%%
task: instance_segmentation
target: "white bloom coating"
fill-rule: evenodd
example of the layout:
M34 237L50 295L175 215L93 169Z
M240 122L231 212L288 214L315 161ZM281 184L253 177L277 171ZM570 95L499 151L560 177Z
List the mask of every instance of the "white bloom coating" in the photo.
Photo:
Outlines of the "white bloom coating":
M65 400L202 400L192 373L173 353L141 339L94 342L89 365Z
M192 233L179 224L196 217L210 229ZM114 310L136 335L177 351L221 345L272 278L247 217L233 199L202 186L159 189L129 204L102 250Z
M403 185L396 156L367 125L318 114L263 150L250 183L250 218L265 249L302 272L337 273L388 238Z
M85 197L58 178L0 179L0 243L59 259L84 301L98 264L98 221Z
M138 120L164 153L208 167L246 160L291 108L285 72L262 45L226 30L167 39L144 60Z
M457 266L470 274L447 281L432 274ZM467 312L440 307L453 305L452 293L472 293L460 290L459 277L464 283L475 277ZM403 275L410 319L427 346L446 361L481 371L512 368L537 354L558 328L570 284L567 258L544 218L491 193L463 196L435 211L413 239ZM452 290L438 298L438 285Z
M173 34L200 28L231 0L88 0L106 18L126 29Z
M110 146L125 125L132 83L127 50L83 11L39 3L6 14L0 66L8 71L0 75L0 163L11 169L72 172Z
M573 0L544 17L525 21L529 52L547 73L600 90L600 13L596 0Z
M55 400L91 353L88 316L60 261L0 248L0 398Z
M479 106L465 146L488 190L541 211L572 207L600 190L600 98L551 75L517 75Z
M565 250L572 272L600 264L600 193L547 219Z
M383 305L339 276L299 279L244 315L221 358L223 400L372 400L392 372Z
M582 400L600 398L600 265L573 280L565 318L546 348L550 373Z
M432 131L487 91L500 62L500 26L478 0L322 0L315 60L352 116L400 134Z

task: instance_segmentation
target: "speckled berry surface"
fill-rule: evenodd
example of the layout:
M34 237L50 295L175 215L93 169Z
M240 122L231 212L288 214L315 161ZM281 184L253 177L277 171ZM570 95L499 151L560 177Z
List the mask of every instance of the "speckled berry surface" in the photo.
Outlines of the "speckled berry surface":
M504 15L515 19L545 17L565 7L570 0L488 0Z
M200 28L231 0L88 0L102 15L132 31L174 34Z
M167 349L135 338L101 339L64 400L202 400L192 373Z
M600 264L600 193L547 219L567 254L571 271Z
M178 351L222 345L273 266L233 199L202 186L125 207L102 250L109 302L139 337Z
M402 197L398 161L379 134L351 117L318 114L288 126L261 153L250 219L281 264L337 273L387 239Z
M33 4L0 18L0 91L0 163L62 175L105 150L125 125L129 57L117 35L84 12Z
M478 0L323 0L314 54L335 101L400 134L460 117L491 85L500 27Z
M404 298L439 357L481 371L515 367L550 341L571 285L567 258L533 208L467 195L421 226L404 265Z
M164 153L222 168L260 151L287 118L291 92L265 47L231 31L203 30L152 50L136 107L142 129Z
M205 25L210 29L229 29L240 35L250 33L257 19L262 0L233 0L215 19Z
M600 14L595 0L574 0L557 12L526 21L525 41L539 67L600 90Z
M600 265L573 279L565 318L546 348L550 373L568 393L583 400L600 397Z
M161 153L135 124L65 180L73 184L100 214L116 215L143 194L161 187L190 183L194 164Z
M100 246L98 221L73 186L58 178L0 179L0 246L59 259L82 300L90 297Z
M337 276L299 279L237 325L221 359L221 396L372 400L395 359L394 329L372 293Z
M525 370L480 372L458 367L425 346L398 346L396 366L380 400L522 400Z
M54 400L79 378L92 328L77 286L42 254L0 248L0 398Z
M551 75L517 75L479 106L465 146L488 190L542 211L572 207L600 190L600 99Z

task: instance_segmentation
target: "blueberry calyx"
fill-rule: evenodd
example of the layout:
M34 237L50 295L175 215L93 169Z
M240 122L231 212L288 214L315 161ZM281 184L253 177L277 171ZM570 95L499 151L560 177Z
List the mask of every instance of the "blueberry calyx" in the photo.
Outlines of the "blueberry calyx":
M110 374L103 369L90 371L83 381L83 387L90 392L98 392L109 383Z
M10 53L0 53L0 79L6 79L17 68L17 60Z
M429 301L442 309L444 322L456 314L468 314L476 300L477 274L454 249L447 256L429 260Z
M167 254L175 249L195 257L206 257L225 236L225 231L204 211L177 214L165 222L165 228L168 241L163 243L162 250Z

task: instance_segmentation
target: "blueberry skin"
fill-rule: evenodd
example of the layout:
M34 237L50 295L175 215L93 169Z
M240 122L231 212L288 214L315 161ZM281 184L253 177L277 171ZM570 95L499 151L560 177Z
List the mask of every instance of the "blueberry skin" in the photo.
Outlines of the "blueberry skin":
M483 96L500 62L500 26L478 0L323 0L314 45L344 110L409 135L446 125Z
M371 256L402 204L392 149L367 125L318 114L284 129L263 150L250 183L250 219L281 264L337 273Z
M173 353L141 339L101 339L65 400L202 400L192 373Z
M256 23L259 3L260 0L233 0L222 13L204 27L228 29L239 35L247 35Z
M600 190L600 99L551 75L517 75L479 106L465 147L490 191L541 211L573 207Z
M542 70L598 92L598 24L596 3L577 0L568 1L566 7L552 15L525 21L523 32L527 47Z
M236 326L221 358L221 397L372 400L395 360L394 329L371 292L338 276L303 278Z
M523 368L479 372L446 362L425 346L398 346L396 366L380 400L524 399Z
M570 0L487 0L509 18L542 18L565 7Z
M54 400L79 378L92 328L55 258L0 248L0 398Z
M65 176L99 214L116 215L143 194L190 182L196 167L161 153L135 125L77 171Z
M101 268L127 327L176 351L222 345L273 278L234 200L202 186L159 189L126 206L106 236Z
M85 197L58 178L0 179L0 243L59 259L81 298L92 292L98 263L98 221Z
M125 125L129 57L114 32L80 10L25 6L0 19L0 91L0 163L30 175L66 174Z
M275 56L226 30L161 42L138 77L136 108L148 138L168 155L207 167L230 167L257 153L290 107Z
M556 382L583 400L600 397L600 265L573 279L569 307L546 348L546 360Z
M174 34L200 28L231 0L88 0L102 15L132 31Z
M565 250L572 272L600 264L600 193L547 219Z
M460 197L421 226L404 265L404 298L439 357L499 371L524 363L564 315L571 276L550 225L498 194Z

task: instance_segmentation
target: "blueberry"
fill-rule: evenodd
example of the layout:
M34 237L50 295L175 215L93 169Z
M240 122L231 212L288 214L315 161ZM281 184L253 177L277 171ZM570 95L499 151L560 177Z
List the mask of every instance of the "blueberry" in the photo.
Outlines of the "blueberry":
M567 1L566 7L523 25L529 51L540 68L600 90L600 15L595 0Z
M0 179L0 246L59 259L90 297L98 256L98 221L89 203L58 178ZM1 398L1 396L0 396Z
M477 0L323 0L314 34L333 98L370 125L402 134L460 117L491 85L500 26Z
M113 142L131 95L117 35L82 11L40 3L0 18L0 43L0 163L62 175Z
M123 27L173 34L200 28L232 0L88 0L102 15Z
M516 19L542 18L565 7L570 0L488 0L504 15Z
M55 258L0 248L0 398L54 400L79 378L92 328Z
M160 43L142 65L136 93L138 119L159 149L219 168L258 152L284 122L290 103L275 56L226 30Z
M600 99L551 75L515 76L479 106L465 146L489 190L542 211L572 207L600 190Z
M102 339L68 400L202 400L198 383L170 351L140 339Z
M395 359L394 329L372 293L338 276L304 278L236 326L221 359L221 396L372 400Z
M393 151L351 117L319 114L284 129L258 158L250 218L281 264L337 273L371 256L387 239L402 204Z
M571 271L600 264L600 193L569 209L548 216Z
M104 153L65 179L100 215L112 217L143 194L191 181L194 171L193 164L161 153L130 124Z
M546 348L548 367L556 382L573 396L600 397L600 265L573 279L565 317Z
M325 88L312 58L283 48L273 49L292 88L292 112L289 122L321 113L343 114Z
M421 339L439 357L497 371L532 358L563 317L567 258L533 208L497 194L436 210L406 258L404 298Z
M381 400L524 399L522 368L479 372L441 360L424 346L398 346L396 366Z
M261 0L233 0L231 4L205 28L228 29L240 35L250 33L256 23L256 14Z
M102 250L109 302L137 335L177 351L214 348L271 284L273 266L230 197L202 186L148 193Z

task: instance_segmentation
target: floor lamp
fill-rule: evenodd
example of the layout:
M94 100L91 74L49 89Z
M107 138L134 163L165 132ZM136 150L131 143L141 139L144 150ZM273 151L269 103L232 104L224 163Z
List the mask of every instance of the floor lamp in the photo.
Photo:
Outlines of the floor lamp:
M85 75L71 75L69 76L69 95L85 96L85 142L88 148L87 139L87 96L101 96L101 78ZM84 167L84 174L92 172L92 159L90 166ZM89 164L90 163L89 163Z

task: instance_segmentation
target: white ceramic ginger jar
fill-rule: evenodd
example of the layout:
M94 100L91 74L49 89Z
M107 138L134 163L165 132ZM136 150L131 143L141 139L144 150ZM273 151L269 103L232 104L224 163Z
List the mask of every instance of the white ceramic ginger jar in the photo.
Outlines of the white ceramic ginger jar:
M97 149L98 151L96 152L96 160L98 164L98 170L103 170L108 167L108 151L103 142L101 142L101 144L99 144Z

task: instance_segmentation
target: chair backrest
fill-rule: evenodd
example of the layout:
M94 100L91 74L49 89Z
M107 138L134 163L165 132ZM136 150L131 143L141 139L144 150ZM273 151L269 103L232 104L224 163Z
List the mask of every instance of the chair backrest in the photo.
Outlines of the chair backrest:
%%
→ PROBLEM TO SOLVE: Reproduce verbatim the lines of the listing from its first line through the line containing "M65 400L202 400L192", including both of those lines.

→ WRITTEN RESPONSE:
task: instance_segmentation
target: "white bloom coating"
fill-rule: evenodd
example of the layout:
M34 237L50 295L175 215L93 169Z
M240 122L231 212L288 214L315 161ZM281 184L253 177L277 171ZM570 95L499 151L560 177Z
List the mask of every instance of the "white bloom coating" in the photo.
Photo:
Outlines of the "white bloom coating":
M65 400L202 400L192 373L173 353L141 339L94 342L89 365Z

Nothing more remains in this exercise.